* **WHAT IS EXPECTED**
Edit the rows below so that every "wanted" becomes "requested", and leave everything else unchanged.

** Start MATERIAL FOR THIS EXERCISE **

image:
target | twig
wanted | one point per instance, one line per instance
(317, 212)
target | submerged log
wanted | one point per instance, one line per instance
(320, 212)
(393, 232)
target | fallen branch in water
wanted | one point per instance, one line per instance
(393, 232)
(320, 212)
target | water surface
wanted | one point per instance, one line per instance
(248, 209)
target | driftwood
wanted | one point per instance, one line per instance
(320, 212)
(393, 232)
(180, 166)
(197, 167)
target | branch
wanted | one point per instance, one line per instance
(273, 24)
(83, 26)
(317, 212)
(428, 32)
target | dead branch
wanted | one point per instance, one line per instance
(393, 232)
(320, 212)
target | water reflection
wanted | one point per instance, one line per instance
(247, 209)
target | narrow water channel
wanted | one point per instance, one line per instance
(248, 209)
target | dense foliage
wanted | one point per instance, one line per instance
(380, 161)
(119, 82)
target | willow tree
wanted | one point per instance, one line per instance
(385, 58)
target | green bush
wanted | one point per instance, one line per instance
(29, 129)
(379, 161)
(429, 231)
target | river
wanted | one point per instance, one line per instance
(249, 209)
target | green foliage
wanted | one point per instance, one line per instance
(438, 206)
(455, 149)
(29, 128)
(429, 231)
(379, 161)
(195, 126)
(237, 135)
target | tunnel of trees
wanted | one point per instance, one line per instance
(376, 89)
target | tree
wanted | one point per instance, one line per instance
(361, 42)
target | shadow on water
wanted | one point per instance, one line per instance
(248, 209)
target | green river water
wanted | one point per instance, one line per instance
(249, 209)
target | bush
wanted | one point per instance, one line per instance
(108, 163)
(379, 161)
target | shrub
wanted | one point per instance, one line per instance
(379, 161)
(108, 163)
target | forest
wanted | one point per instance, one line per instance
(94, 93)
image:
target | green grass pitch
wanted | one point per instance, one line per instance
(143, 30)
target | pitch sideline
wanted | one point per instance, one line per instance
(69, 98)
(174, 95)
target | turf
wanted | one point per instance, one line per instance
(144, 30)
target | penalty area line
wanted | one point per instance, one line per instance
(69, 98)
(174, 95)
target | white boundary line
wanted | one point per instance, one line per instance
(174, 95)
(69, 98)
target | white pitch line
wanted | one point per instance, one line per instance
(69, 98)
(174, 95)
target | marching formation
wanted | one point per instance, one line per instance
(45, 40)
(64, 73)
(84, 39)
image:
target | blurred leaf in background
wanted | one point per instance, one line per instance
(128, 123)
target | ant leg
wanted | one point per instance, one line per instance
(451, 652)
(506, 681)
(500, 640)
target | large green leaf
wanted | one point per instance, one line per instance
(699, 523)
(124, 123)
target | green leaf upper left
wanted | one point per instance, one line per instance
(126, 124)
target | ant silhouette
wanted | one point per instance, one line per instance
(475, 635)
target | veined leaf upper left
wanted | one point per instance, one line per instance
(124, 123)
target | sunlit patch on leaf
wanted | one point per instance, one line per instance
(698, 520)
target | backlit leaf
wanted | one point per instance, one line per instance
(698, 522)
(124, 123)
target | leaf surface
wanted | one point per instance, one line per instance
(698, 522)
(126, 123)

** End MATERIAL FOR THIS EXERCISE **

* **RIGHT ANSWER**
image:
target | twig
requested | one point per instance, one line per instance
(317, 212)
target | submerged log
requested | one point per instance, one line per instance
(320, 212)
(393, 232)
target | fallen branch in water
requested | one point per instance, one line per instance
(393, 232)
(320, 212)
target | water surface
requested | one point per instance, one line per instance
(248, 209)
target | driftwood
requested | one point per instance, one line per instance
(320, 212)
(393, 232)
(180, 166)
(197, 167)
target | branch
requested | one point per instance, one line per instance
(273, 24)
(83, 26)
(317, 212)
(428, 32)
target | dead branch
requested | one point per instance, one line per instance
(393, 232)
(320, 212)
target | water reflection
requested | one point per instance, one line per instance
(247, 209)
target | narrow water channel
requested | one point per instance, one line per instance
(248, 209)
target | dense foliage
requested | one point per instance, one line per instance
(380, 161)
(119, 82)
target | willow tree
requested | one point per instance, one line per instance
(385, 58)
target | green bush
requested | one point per instance, one line per instance
(29, 129)
(379, 161)
(429, 231)
target | river
requested | one point per instance, one line per instance
(249, 209)
target | green foliage
requested | one point per instance, one line per instance
(438, 206)
(455, 149)
(29, 128)
(429, 231)
(379, 161)
(195, 126)
(237, 135)
target | tunnel of trees
requested | one point per instance, one line per instance
(376, 89)
target | tree
requested | one point per instance, one line per instance
(361, 42)
target | shadow on water
requested | one point per instance, one line per instance
(248, 209)
target | green river water
requested | one point per instance, one line per instance
(249, 209)
target | bush
requested | one point per instance, one line per instance
(108, 163)
(379, 161)
target | shrub
requested | one point per instance, one line per instance
(379, 161)
(108, 163)
target | forest
requested | one point per instance, one line per instance
(94, 93)
image:
target | green grass pitch
requested | one point per instance, one line per instance
(143, 30)
target | pitch sideline
requested | one point per instance, one line per instance
(69, 98)
(174, 95)
target | turf
requested | one point per instance, one line per instance
(144, 30)
target | penalty area line
requested | one point per instance, one line per instance
(69, 98)
(174, 95)
target | white boundary line
requested | one point per instance, one line per instance
(174, 95)
(69, 98)
target | white pitch line
requested | one point per instance, one line per instance
(69, 98)
(174, 95)
target | marching formation
requested | one point per instance, one line per instance
(45, 40)
(64, 73)
(84, 39)
image:
target | blurred leaf in background
requested | one point per instance, one line per instance
(128, 123)
target | ant leg
requested | one point per instance, one line per instance
(451, 652)
(506, 681)
(500, 640)
target | large green leaf
requested | one point per instance, one line per instance
(699, 523)
(124, 123)
target | green leaf upper left
requested | one point per instance, one line per instance
(126, 124)
target | ant silhouette
requested | one point per instance, one line per instance
(475, 635)
target | veined leaf upper left
requested | one point per instance, one line per instance
(124, 123)
target | sunlit patch on leaf
requested | one point per instance, one line per instance
(698, 520)
target | backlit leaf
requested | one point per instance, one line per instance
(698, 522)
(124, 123)
target | leaf surface
requested | one point per instance, one line per instance
(698, 522)
(126, 123)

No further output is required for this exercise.